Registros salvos

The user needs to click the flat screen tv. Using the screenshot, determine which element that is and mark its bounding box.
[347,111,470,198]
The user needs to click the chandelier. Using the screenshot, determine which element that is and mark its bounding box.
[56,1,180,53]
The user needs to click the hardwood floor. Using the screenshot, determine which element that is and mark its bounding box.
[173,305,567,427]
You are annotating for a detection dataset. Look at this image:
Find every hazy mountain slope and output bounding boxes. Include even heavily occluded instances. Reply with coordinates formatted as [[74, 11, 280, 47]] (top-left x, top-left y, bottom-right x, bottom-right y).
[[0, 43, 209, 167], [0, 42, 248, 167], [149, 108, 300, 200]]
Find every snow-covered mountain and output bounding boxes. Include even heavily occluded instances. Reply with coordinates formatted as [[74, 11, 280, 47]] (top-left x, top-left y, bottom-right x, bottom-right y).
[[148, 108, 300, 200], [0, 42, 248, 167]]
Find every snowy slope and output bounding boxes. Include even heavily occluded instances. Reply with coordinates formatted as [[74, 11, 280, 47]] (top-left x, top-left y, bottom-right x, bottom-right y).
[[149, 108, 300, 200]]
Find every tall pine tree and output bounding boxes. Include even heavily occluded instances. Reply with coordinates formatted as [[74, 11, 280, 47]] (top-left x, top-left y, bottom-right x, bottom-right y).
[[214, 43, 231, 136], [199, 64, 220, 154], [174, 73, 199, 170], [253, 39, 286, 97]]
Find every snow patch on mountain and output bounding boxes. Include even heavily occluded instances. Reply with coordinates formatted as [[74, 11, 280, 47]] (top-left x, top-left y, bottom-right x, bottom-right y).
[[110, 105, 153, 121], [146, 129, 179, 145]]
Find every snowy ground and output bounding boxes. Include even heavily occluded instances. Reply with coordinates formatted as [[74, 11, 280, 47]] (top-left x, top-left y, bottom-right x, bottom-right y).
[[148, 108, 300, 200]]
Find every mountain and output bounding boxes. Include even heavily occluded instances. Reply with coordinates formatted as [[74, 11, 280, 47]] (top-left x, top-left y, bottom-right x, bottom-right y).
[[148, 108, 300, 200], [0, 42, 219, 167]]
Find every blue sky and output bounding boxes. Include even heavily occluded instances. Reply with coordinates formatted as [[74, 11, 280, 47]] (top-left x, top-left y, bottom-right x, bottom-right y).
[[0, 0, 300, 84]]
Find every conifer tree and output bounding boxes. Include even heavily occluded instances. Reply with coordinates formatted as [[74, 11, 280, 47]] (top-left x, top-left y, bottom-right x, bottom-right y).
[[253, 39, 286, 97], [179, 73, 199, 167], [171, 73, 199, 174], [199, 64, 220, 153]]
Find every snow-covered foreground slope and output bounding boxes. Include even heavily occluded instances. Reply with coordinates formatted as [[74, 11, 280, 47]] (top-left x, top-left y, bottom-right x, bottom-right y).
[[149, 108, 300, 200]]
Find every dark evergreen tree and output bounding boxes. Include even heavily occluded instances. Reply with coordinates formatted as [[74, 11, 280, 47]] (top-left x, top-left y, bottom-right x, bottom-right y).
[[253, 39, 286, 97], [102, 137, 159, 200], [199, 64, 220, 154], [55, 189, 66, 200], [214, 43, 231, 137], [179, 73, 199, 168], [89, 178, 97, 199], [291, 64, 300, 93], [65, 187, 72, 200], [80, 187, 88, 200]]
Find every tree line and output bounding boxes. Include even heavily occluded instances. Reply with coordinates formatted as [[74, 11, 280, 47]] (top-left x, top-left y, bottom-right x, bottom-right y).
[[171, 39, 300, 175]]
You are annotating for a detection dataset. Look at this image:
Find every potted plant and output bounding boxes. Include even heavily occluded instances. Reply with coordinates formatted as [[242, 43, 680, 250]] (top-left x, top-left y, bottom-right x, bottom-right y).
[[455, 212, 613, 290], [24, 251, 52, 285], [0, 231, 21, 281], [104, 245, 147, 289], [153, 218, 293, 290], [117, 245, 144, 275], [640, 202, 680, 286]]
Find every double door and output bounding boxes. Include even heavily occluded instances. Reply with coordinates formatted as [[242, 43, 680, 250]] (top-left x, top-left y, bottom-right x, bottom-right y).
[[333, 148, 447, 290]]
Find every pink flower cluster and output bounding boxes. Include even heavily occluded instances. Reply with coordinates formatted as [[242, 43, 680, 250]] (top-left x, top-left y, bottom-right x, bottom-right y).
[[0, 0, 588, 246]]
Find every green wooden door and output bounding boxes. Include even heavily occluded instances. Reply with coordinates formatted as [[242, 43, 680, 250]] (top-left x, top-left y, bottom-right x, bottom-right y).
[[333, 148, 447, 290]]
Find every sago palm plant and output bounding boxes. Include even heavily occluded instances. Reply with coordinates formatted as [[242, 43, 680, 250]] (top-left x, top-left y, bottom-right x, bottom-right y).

**ENUNCIADO DA TAREFA**
Troque "click" por "tap" no trecho que vai do começo dos dados até a linha que contém "[[148, 108, 300, 200], [0, 42, 248, 167]]", incluindo essa linha. Reescreva esse trecho com o resto igual.

**RESPOSTA CORRETA**
The user needs to tap the flat screen tv. Using the screenshot, determine which element that is and mark its bounding box.
[347,111,470,198]
The user needs to tap the chandelier. Using the screenshot, determine which element that is and mark its bounding box.
[56,1,180,53]
The user needs to tap the hardwood floor. Using the screenshot, determine which element that is and mark its bounding box.
[173,305,567,427]
You are annotating for a detection dataset. Look at this image:
Find every hazy mountain slope and output bounding boxes. Include even heavily occluded instances. Reply with coordinates formatted as [[74, 11, 280, 47]] (top-left x, top-left y, bottom-right x, bottom-right y).
[[0, 43, 209, 167], [0, 42, 248, 167], [149, 108, 300, 200]]
Find every snow-covered mountain and output bounding boxes. Include even heavily occluded instances. Reply with coordinates formatted as [[74, 11, 280, 47]] (top-left x, top-left y, bottom-right x, bottom-right y).
[[148, 108, 300, 200], [0, 42, 248, 167]]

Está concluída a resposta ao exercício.